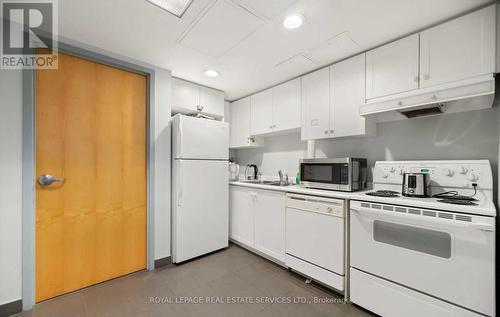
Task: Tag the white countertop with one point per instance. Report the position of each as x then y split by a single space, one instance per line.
484 207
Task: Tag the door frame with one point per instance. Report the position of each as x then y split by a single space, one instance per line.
29 163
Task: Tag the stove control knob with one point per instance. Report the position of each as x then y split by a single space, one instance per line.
473 177
449 172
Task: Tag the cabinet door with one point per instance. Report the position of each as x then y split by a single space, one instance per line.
241 215
347 80
261 112
316 104
212 101
270 223
459 49
185 96
286 105
392 68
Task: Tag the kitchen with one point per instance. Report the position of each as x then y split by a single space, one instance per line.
340 174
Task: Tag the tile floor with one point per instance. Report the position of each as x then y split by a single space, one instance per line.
233 274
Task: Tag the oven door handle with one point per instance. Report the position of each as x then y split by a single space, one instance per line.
426 220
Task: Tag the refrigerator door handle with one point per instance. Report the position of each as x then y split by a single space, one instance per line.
179 184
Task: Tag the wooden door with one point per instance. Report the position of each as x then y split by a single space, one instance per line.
91 131
392 68
261 112
316 105
459 49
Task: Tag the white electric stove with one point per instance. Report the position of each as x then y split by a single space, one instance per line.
425 256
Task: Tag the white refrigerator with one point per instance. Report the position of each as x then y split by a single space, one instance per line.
200 199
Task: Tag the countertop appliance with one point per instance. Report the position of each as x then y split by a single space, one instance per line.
200 200
415 184
413 256
315 238
345 174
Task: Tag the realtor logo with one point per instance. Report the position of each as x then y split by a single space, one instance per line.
29 34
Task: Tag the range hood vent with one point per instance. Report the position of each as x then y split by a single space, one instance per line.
466 95
422 112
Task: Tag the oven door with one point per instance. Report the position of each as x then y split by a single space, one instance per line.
448 256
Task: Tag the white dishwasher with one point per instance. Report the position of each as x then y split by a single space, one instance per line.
315 238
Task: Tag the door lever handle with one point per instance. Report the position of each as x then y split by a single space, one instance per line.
47 180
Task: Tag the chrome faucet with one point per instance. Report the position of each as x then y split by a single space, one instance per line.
255 171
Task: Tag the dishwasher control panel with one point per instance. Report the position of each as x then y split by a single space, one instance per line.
329 206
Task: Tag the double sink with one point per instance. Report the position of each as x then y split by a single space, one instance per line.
261 182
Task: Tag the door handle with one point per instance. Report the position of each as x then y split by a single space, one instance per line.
47 180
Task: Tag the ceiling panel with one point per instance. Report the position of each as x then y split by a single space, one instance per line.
246 45
220 29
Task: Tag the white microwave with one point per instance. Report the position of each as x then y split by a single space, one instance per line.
344 174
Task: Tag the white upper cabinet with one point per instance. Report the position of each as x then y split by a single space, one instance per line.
347 82
286 105
316 105
459 49
276 109
212 101
187 97
240 135
261 112
392 68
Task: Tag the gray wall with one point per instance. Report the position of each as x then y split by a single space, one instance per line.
10 185
467 135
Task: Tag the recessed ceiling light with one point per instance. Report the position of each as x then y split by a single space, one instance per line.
293 21
211 73
176 7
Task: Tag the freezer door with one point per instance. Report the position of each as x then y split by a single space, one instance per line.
195 138
200 218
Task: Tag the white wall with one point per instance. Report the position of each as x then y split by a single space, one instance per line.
10 185
467 135
11 171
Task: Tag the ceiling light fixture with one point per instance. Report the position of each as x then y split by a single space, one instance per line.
176 7
293 21
211 73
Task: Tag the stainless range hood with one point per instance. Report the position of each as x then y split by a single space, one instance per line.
466 95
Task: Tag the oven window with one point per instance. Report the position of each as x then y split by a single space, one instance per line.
432 242
336 173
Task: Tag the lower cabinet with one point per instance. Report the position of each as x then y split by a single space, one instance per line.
257 220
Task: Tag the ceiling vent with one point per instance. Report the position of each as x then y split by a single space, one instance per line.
176 7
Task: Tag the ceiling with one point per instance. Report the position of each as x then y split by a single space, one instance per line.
244 39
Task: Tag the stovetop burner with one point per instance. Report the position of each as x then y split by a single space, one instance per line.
454 201
384 193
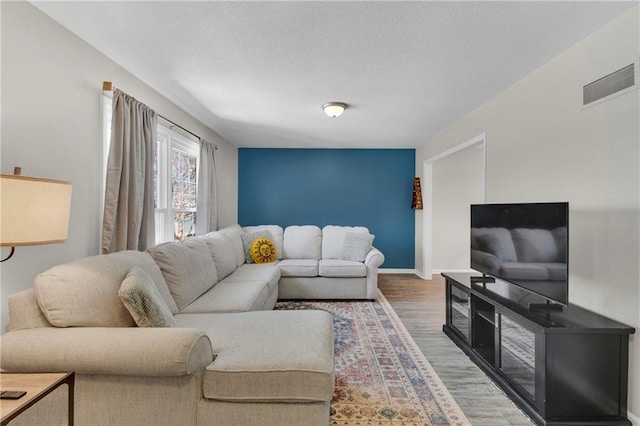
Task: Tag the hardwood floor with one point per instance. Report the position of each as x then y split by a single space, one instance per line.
421 307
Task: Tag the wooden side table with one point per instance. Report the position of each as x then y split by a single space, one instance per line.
37 386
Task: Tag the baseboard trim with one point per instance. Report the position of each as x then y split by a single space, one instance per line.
396 271
463 271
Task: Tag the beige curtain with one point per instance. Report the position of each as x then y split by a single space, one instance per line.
128 202
206 204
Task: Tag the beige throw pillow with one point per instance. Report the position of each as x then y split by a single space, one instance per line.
143 300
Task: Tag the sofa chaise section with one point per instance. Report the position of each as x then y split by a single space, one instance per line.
74 320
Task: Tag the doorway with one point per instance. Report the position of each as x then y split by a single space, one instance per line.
452 180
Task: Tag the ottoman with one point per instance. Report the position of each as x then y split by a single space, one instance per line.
271 367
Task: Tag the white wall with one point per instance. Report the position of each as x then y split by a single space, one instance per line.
458 182
51 127
543 146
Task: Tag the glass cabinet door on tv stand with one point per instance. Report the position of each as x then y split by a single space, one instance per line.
517 354
458 311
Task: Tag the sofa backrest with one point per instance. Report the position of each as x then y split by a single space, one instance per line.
222 251
234 232
535 245
187 267
496 241
302 242
84 292
333 239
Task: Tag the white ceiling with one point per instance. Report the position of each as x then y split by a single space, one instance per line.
258 72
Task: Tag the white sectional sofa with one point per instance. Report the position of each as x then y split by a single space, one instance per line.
220 355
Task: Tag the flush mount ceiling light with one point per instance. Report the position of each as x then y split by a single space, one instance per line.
334 109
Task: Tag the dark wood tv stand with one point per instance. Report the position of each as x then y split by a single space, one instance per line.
567 367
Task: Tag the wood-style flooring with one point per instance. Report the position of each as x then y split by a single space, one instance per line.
420 304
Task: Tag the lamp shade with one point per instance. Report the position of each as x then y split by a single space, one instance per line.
334 109
33 211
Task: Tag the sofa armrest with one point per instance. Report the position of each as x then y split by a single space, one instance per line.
372 261
122 351
374 258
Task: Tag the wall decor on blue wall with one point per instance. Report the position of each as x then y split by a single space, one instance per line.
354 187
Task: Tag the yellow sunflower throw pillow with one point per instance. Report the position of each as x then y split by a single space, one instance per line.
262 250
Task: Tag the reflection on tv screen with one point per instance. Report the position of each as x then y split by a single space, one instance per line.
525 244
──────
WHAT YOU SHOULD DO
All of the records must come back exactly as they stand, minus every picture.

TASK SOLUTION
Task: Tag the white countertop with one point per instance. Report the position of each as x then y split by a single space, one instance per line.
484 207
Task: Tag the door frame with one point per instance. Report the position of each as x then y split by a single space, one instance per line.
29 163
Task: Tag the stove control knob with one point per instance. Report the position of each as x then y split by a single space, one instance per line.
473 177
449 172
Task: Tag the cabinet door with one point per instance. Report the position of each as x then y split by a single space, one instance per line.
241 215
347 80
261 112
316 104
212 101
270 223
459 49
185 96
286 105
392 68
Task: Tag the kitchen with one point per instance. Report the position of each as x then y split by a single space, one instance per line.
340 174
Task: Tag the tile floor with one point per instance. Report the position of each as x then y split by a single space, one instance per line.
233 274
Task: Tag the oven door handle with one point per instance. Report the position of each as x then y split by a single space, one instance per line.
426 220
Task: Tag the refrigerator door handle with one point per instance. Report the position of each as x then y split by a single space, one instance per line.
179 184
Task: Tag the wooden door with one point per instance. Report the position of each as x then y split by a single space, one instance per line.
91 131
392 68
261 112
316 105
459 49
Task: Tag the white electric stove with one point per instance. Report the position of each as x then y split by a single space, one instance per line.
425 256
Task: Tag the white refrigerator with one point per instance. Report the position of each as x then y split by a single space, one instance per line.
200 199
Task: Tag the countertop appliance with one point per instance. Report the position of each as x then y split by a single space, one instance per line.
200 200
415 184
413 256
315 238
345 174
Task: Tag the realtor logo with one point per instance. Report the position of each as x then y split by a single space, one instance per line.
29 34
Task: Tag the range hood vent with one point per instance. Report the position of each as x then y split by a single space, one instance per line.
466 95
422 112
Task: Tag the oven door with one point per instance. Report the position of each as x then y split by a single space, one instance per line.
448 256
Task: Tag the white dishwasher with one point per instance. Report the position of each as x then y split by a single space, one instance per line.
315 238
Task: Tag the door lever handle with one point per instance. Report the position of each as x then y split by a single space, one instance per line.
47 180
Task: Tag the chrome faucet with one point per instance. Report the position of each as x then y split by a single space, one instance per line.
255 171
Task: Tag the dishwasher control panel with one point per instance. Report the position of each as x then y split by a single space, one instance per line.
329 206
Task: Tag the double sink with one point per instance. Report the position of each as x then y split by a single space, one instance per line.
261 182
Task: Tag the door handle with one point per instance. Report the position of each as x then y split by a single space, one instance per line.
47 180
Task: Tag the ceiling panel with one point per instance. Report the position of each as x then y split by a single space, one instance per line.
246 45
220 29
Task: Tag the white microwave with one point per instance. Report the position of each as x then y split by a single space, one instance per line.
344 174
Task: Tag the white upper cabinet with one point per instance. Report the position of each as x then y split by a single space, one instance per line.
347 82
286 105
316 105
459 49
276 109
212 101
187 97
240 135
261 112
392 68
Task: Tag the gray wall with one point per instance. Report the position of each as x then y split by a single space, one instance per line.
10 185
467 135
Task: Tag the recessed ceiling light with one point per instance. Report the position of each as x then y split by a single space, one instance per line.
293 21
211 73
176 7
Task: Tag the freezer door with one point per instance. Report the position of each as x then y split by a single space, one instance per line.
195 138
200 218
Task: Tag the white wall with one point per instance. Report the position of each as x then y split by a single space, one instance per line.
10 185
467 135
11 171
Task: Tag the ceiling light fixture with one point per instance. Report the position of each as x then y split by a single space, one instance per line.
176 7
293 21
211 73
Task: Tag the stainless range hood with one point per instance. Report the position of each as x then y split by a single space, one instance per line.
466 95
Task: Tag the oven window with one point per instance. Report the position of each as x then y split by a single space, one instance per line.
432 242
336 173
Task: Tag the lower cabinet with one point per instance. Report the position of each as x then y split by a single space, one instance per line.
257 220
Task: Tag the ceiling vent with one point per instance. Report the position of each as x then y split by a single space, one instance per line.
176 7
Task: Tag the ceiling with one point per instance. Report the position of each as x then y split by a single space, one instance per line.
244 39
Task: Tag the stovetop burner with one point per instance. Report the position of each as x then y split by a single space, one instance per line.
454 201
384 193
Task: Tag the hardwood floor with one point per instance. Report the position of each as x then y split by a single space, one instance per line.
421 307
Task: Tag the wooden side table with one point per instance. Report the position of each as x then y split by a single space, one instance per line.
37 386
Task: Tag the baseboard trim with one point per instance. Report the position of each as x then y split by a single space, one instance per line.
396 271
463 271
Task: Tag the beige curtain with one point per instance. Report the position of each as x then y split by a single space, one instance per line.
128 202
206 204
Task: Tag the beige throw pillow with one point per instance. Report the position of each as x then y split by a single space, one instance per line.
143 300
Task: Tag the sofa chaise section with one point per instance. Report the position of each as x then y split by a single space, one instance per line.
74 320
Task: Tag the doorway with one point per instance. Report the position of each as x then y split by a single space, one instance per line.
452 180
Task: Tag the ottoman with one point per instance. Report the position of each as x then y split by a single space, one instance per line.
271 367
Task: Tag the white wall with one point per instance. Report the position of each as x then y split by a single space, one instance per line.
458 182
51 127
543 146
Task: Tag the glass cabinet door on tv stand with one point per instance. Report the position of each as x then y split by a single space, one instance per line.
517 354
458 311
Task: Tag the sofa backrest with one point per instance. Report the position of each as x then y split by a single space, one instance per line.
222 251
234 232
535 245
187 267
496 241
302 242
84 292
333 239
Task: Tag the white ceiling with one point per instance. Report the position of each as x then y split by a single space, one instance per line.
258 72
Task: Tag the white sectional sofa with one point per instance. Report the position of each as x then y split by a single space, one instance per line.
220 355
Task: Tag the flush mount ceiling light with one point per instance. Report the position of each as x then y split by a single space, one instance per line.
334 109
Task: Tag the dark wood tv stand with one point per instance. Report the position of each as x then y split by a single space, one instance per line.
567 367
Task: Tag the wood-style flooring with one point per instance. Report the position of each as x then y split by a single space, one instance per line.
420 304
Task: Tag the lamp shade with one point per instance. Report the position of each as x then y split by a single space, one instance per line.
334 109
33 211
Task: Tag the sofa armrest with one point per instance. Report the position of each as x then y split by a single space, one instance per line.
372 261
122 351
374 258
Task: Tag the wall decor on blue wall with one point per instance. Report the position of each as x then y split by a single space, one instance per line.
354 187
Task: Tag the yellow sunflower throw pillow with one point per instance. Report the position of each as x then y split by a single space, one instance per line.
262 250
Task: Tag the reflection on tv screen with one point per instance. Report the position of each as x then y split by a single space, one instance per line.
525 244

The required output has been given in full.